* _Instruction_
Pick out and copy every line of the records below that contains the word "window". Matching is case-sensitive.

* _Input records_

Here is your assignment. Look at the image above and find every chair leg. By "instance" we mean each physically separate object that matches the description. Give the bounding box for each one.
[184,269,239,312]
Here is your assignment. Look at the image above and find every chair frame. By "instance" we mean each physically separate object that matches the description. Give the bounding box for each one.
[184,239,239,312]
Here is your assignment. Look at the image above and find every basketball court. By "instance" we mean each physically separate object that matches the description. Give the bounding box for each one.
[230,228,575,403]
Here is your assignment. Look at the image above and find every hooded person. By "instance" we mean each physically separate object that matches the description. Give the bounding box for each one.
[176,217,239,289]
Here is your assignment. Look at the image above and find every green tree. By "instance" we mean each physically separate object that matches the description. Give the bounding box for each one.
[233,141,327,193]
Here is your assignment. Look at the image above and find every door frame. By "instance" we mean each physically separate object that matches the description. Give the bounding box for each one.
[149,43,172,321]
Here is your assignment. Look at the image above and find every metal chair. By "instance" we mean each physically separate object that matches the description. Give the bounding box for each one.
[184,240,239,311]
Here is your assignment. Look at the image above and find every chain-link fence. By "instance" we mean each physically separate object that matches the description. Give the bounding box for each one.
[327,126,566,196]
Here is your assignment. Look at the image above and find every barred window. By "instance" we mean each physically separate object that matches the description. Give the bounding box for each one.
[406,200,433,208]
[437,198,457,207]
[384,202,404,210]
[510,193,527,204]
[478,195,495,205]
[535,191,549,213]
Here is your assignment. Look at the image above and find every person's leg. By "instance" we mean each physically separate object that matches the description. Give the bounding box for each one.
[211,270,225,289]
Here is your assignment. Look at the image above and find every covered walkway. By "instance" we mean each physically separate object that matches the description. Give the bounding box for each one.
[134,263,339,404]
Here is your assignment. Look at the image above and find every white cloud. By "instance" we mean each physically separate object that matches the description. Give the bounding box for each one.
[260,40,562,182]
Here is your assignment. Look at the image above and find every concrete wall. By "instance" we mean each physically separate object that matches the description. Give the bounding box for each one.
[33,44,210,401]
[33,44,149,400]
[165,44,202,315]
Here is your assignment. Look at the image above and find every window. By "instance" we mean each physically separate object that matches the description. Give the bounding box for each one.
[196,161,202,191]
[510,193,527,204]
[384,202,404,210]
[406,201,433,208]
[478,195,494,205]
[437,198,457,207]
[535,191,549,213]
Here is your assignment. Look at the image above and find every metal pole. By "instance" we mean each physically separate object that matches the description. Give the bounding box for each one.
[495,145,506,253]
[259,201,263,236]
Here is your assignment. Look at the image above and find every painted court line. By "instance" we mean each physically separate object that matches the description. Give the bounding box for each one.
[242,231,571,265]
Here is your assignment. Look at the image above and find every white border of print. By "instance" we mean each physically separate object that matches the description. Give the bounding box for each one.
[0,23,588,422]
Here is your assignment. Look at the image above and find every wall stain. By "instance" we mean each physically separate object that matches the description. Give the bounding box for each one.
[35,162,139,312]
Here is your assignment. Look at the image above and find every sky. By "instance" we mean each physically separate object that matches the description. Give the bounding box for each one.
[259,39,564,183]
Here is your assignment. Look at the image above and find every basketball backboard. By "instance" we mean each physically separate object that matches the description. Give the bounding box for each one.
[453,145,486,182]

* _Response to this exercise_
Here is your assignment. Look at the image above and find every barred window. By "instance" we mean each physically separate object that matches the description. Give the bounding box for each one.
Here is your assignment. Look at the image above and find every window. By "instance" we mean each physically separate object that matches the description. Give the bounding box for each one.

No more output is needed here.